* **What to produce**
All records given below must be printed word for word.

[Region pointing data]
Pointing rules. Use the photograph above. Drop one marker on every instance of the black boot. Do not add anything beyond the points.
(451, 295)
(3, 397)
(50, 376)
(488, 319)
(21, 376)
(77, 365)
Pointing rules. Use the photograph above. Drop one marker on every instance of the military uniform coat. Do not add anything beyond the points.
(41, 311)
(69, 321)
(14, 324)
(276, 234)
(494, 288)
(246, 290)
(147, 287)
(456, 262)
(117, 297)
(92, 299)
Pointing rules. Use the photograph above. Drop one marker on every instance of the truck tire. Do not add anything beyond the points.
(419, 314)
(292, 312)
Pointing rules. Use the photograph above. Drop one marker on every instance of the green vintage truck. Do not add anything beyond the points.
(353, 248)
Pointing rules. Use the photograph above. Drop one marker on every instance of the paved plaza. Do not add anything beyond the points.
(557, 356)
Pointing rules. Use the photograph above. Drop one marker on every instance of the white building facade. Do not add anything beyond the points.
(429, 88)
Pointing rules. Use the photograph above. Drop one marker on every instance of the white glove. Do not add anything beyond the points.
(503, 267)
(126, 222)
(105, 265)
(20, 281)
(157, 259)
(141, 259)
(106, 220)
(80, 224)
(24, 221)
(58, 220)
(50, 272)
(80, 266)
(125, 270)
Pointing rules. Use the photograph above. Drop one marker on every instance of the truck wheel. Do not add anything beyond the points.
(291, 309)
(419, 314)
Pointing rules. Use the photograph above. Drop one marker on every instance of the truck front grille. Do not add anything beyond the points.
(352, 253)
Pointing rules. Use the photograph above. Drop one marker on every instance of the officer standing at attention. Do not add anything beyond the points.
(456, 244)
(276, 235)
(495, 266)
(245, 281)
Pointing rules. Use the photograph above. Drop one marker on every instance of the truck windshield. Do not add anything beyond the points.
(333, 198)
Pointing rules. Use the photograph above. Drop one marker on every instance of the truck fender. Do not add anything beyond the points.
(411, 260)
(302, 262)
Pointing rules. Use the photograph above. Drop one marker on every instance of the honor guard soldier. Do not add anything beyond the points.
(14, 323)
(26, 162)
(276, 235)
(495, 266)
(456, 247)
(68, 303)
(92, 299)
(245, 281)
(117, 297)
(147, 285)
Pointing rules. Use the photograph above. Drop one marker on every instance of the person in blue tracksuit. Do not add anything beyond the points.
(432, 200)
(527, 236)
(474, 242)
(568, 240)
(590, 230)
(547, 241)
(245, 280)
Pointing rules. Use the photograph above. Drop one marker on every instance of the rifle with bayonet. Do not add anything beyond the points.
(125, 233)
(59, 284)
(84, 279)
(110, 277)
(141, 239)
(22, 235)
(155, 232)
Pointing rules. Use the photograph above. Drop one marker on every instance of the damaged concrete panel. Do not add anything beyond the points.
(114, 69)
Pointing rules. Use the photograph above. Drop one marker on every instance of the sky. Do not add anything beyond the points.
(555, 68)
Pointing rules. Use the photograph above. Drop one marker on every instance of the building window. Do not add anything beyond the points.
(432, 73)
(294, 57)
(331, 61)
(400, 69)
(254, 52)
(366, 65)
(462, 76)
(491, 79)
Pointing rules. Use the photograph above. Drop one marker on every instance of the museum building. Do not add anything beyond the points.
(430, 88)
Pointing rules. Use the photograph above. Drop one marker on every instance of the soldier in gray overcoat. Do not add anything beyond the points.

* **Finished exercise**
Pointing rules. Use the photograph above. Drop one marker on every instance of the black boot. Do not add anything beyond the points.
(451, 295)
(3, 397)
(50, 376)
(488, 319)
(21, 376)
(77, 365)
Pointing rules. Use the photograph above. Drop one marker on every instance of the military uniform coat. Do not add anything beyond the points.
(41, 311)
(69, 321)
(14, 324)
(276, 234)
(494, 288)
(246, 290)
(147, 287)
(456, 262)
(117, 297)
(92, 299)
Pointing rules. Use the photograph above. Drop one marker on every instance of the truck tire. Do not add anything beyond the points.
(419, 314)
(292, 312)
Pointing rules. Use the photograph above. Drop one marker on every instance of the green vintage truck. Do not add anything beyond the points.
(353, 248)
Pointing rules. Use the photograph above. Drop one marker on every instance of the paved plaza. Do not add anything beyond the points.
(557, 356)
Pointing rules. Use the photograph above. Drop one marker on every instance of the white building facade. Do not add anything beyond the points.
(429, 88)
Pointing rules. Use the photograph above. Drop one marker on every instance of the white glove. Do not add anything beyond the points.
(503, 267)
(126, 222)
(105, 265)
(20, 281)
(157, 259)
(141, 259)
(106, 220)
(80, 224)
(24, 221)
(58, 220)
(50, 272)
(80, 266)
(125, 270)
Pointing rules. Use the photograph above. Drop one marker on every instance of the truck wheel. Do not add anything beyond the points.
(291, 309)
(419, 314)
Pointing rules. Use the photograph above. Drop one marker on every instance of the truck front grille. Do not add anything beyond the points.
(352, 253)
Pointing rules. Use the photograph above. Drop one marker on every instance of the officer standing at attention. Do not add anything beyond the points.
(456, 244)
(276, 235)
(495, 266)
(245, 281)
Pointing rules. Use the photograph above. Drop one marker on every instance of the truck windshield. Do not add anything beyond the points.
(333, 198)
Pointing rules. Use the photograph above. Drop one marker on every instance of the truck fender. Do not add anything beyond the points.
(411, 260)
(302, 262)
Pointing rules. Use the photograph above. Drop one marker on every instance of the honor guard soldier. Do not add anything beyond the points.
(14, 323)
(26, 162)
(276, 235)
(495, 266)
(456, 247)
(68, 303)
(92, 299)
(245, 281)
(117, 297)
(147, 285)
Pointing rules. Use the photograph above. Drop one marker on every instance of the person in blue tracksuit. Do not add anything beyond the points.
(432, 200)
(527, 236)
(474, 242)
(568, 240)
(590, 230)
(547, 241)
(245, 280)
Pointing rules. Use the photograph above. Drop one marker on every instance of the rifle with bayonet. Do not add anything beyond the points.
(125, 233)
(59, 284)
(84, 279)
(110, 277)
(141, 239)
(22, 235)
(155, 232)
Pointing rules. Use the photograph above. Drop one marker on every instance of the damaged concrete panel. Do not add anything beyond the points.
(114, 69)
Pointing rules. Use the photograph above. Drop one marker on every instance of the sky. Do not add anything beyond the points.
(555, 68)
Pointing rules. Use the photograph above. Drop one marker on every instance of the building window. Do not add anything beyond the points.
(432, 73)
(294, 57)
(331, 61)
(400, 69)
(254, 52)
(366, 65)
(462, 76)
(491, 79)
Pointing rules. Use the photograph above. Drop one marker on every instance of the museum building. Do not add anything beyond the points.
(430, 88)
Pointing rules. Use the photograph above. Drop one marker on every instance of the soldier in gray overcoat. Do not add anything beyond the points.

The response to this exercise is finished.